--- START OF Text section ---

Tracing mload(0x80) after the store above:

Stack before: [0x80]
Stack after:  [0x000000000000000000000000000000000000000000000000000000000000CAFE]

mload reads 32 bytes starting at offset 0x80 and pushes them as a single 256-bit word.

Unaligned reads — a subtle trap:

assembly {
    mstore(0x80, 0xAABBCCDD)
    let val := mload(0x81)  // reading 1 byte LATER
}

mload(0x81) reads bytes 0x81 through 0xA0. This overlaps the stored value but is shifted by 1 byte, giving a completely different number. In practice, always use aligned offsets (multiples of 32) unless you’re doing intentional byte manipulation.

Memory expansion cost (recap from Module 1): The total accumulated memory cost for a call frame is 3 * words + words² / 512, where words is the highest memory offset used divided by 32 (rounded up). When you access a new, higher offset, the EVM charges the difference between the new total and the previous total. So the first expansion is cheap (just the linear term), but pushing into kilobytes becomes quadratic. Why quadratic? Without it, an attacker could allocate gigabytes of node memory for linear gas cost — a DoS vector against validators. The quadratic penalty makes large allocations prohibitively expensive: 1 MB of memory costs ~2.1 million gas (more than a single block’s gas limit), ensuring no transaction can force excessive memory allocation on nodes. This is why production assembly is careful about how much memory it touches.

--- END OF Text section ---

== Requirement 1 ==
According to the passage on EVM memory, roughly how much gas does 1 MB of memory cost?

--- START OF Exercise input ---

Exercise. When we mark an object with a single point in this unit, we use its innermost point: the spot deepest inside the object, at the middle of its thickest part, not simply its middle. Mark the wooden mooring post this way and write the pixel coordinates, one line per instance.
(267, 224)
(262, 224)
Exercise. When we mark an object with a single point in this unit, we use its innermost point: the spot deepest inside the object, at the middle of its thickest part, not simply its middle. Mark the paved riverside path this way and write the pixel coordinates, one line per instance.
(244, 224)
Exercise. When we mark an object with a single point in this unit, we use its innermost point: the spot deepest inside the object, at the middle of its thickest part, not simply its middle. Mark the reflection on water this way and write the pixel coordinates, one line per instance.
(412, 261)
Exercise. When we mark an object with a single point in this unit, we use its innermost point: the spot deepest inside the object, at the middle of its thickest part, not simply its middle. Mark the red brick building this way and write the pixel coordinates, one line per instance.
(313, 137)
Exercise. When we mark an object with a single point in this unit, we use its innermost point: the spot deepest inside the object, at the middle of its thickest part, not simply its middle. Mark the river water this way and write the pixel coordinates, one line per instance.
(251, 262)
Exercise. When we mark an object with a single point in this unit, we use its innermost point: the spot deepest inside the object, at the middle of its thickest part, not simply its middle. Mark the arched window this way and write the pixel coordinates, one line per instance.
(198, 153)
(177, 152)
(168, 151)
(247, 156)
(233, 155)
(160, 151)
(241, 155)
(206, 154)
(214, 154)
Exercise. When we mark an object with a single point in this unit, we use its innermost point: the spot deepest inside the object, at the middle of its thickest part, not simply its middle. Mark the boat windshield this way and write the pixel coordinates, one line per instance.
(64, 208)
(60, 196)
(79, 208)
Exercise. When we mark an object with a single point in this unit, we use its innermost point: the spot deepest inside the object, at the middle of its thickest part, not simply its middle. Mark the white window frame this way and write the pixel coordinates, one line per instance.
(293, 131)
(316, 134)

--- END OF Exercise input ---

== Requirement 2 ==
Copy out the lines of the listing from the line containing "Mark the white" through the end of the listing.

== Correct response 1 ==
About 2.1 million gas.

== Correct response 2 ==
Exercise. When we mark an object with a single point in this unit, we use its innermost point: the spot deepest inside the object, at the middle of its thickest part, not simply its middle. Mark the white window frame this way and write the pixel coordinates, one line per instance.
(293, 131)
(316, 134)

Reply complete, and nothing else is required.